╔══
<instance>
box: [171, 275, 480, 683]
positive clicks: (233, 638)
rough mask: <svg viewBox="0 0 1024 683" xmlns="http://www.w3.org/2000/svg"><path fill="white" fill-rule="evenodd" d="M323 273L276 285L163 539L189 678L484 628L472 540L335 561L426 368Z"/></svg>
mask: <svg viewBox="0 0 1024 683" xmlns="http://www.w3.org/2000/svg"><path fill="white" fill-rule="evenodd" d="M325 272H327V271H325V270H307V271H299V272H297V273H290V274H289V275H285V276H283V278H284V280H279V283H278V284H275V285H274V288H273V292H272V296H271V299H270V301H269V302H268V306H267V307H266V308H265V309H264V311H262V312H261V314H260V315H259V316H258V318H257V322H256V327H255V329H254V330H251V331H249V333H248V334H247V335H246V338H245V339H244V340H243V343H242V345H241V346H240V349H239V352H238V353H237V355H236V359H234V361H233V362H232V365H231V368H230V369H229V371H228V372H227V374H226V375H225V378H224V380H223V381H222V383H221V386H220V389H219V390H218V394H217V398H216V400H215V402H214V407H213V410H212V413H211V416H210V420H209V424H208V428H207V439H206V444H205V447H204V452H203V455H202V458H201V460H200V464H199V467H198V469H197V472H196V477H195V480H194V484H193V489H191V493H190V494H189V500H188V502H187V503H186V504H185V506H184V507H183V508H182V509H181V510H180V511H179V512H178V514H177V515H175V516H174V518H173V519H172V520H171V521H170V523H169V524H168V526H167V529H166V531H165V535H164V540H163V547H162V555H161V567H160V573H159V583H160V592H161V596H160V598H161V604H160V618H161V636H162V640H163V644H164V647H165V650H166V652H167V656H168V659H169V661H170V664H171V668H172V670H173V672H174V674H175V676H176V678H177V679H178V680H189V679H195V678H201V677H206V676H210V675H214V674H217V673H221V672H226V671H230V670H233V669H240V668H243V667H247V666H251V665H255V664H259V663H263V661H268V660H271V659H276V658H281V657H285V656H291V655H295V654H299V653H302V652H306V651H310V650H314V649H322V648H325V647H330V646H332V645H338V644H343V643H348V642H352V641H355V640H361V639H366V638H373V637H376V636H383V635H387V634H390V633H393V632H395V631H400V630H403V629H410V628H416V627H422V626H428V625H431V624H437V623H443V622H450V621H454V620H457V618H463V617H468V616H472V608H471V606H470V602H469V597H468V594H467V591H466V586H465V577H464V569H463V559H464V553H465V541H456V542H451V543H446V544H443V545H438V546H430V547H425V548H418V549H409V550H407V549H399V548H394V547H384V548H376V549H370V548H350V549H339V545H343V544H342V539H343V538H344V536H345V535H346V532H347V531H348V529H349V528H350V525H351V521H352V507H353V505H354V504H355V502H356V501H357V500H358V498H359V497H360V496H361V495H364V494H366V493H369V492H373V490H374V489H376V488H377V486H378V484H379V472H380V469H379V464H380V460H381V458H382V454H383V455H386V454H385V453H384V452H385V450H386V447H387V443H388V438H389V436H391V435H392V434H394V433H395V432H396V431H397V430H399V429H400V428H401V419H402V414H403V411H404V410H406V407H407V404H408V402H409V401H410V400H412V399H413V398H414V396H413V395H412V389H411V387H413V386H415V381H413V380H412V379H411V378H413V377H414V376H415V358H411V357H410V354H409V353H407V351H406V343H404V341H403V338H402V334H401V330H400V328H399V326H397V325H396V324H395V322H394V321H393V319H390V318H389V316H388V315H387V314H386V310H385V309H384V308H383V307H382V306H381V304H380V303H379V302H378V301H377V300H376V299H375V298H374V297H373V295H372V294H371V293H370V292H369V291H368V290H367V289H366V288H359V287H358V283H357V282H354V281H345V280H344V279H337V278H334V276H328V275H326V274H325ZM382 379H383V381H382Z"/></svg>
╚══
Your answer should repeat every entry exactly.

> [TASK ANSWER]:
<instance>
box: [171, 275, 480, 683]
positive clicks: (233, 638)
rough mask: <svg viewBox="0 0 1024 683" xmlns="http://www.w3.org/2000/svg"><path fill="white" fill-rule="evenodd" d="M323 273L276 285L163 539L189 678L484 628L472 540L335 561L426 368Z"/></svg>
mask: <svg viewBox="0 0 1024 683" xmlns="http://www.w3.org/2000/svg"><path fill="white" fill-rule="evenodd" d="M325 272H327V271H325V270H307V271H299V272H297V273H290V274H289V275H285V276H283V278H284V280H279V283H278V284H275V285H274V288H273V292H272V296H271V299H270V301H269V302H268V306H267V307H266V308H265V309H264V311H262V312H261V314H260V315H259V316H258V318H257V322H256V327H255V329H254V330H251V331H249V333H248V334H247V335H246V338H245V339H244V340H243V343H242V345H241V346H240V349H239V352H238V353H237V355H236V359H234V361H233V362H232V365H231V368H230V369H229V371H228V372H227V374H226V375H225V378H224V380H223V381H222V383H221V386H220V389H219V390H218V394H217V398H216V400H215V402H214V407H213V410H212V413H211V416H210V420H209V424H208V428H207V439H206V444H205V447H204V452H203V455H202V458H201V460H200V464H199V467H198V469H197V472H196V477H195V480H194V484H193V489H191V493H190V494H189V500H188V502H187V503H186V504H185V506H184V507H183V508H182V509H181V510H180V511H179V512H178V514H177V515H175V516H174V518H173V519H172V520H171V521H170V523H169V524H168V526H167V529H166V531H165V535H164V540H163V547H162V555H161V567H160V573H159V583H160V592H161V596H160V598H161V604H160V618H161V636H162V640H163V644H164V647H165V650H166V652H167V656H168V659H169V661H170V664H171V668H172V670H173V672H174V674H175V676H176V678H177V679H178V680H189V679H195V678H201V677H206V676H210V675H214V674H217V673H221V672H226V671H230V670H233V669H240V668H243V667H247V666H251V665H255V664H259V663H263V661H268V660H271V659H276V658H281V657H285V656H291V655H295V654H299V653H302V652H306V651H310V650H314V649H322V648H325V647H330V646H332V645H338V644H343V643H348V642H352V641H355V640H361V639H366V638H373V637H376V636H383V635H387V634H390V633H393V632H395V631H400V630H403V629H410V628H416V627H422V626H428V625H431V624H437V623H443V622H450V621H454V620H457V618H463V617H468V616H472V608H471V606H470V602H469V597H468V594H467V591H466V586H465V577H464V569H463V559H464V553H465V541H456V542H451V543H446V544H443V545H438V546H430V547H425V548H418V549H409V550H407V549H399V548H394V547H384V548H376V549H370V548H350V549H339V545H343V544H342V539H343V538H344V536H345V535H346V532H347V531H348V529H349V528H350V525H351V521H352V507H353V505H354V504H355V502H356V501H357V500H358V498H359V497H360V496H361V495H364V494H366V493H369V492H373V490H374V489H376V488H377V486H378V484H379V472H380V469H379V464H380V460H381V458H382V454H383V455H386V454H385V453H384V452H385V450H386V447H387V443H388V438H389V436H391V435H392V434H394V433H395V432H396V431H397V430H399V429H400V428H401V419H402V414H403V411H404V410H406V407H407V404H408V402H409V401H410V400H412V399H413V398H414V396H413V395H412V389H411V387H413V386H415V381H413V380H412V379H411V378H413V377H414V376H415V358H411V357H410V354H409V353H407V351H406V343H404V341H403V338H402V334H401V330H400V328H399V326H397V325H396V324H395V322H394V321H393V319H390V318H389V316H388V315H387V314H386V310H385V309H384V308H383V307H382V306H381V304H380V303H379V302H378V301H377V300H376V299H375V298H374V297H373V295H372V294H371V293H370V292H369V291H368V290H367V289H366V288H359V287H358V283H357V282H354V281H345V280H344V279H337V278H334V276H328V275H326V274H325ZM382 379H383V381H382Z"/></svg>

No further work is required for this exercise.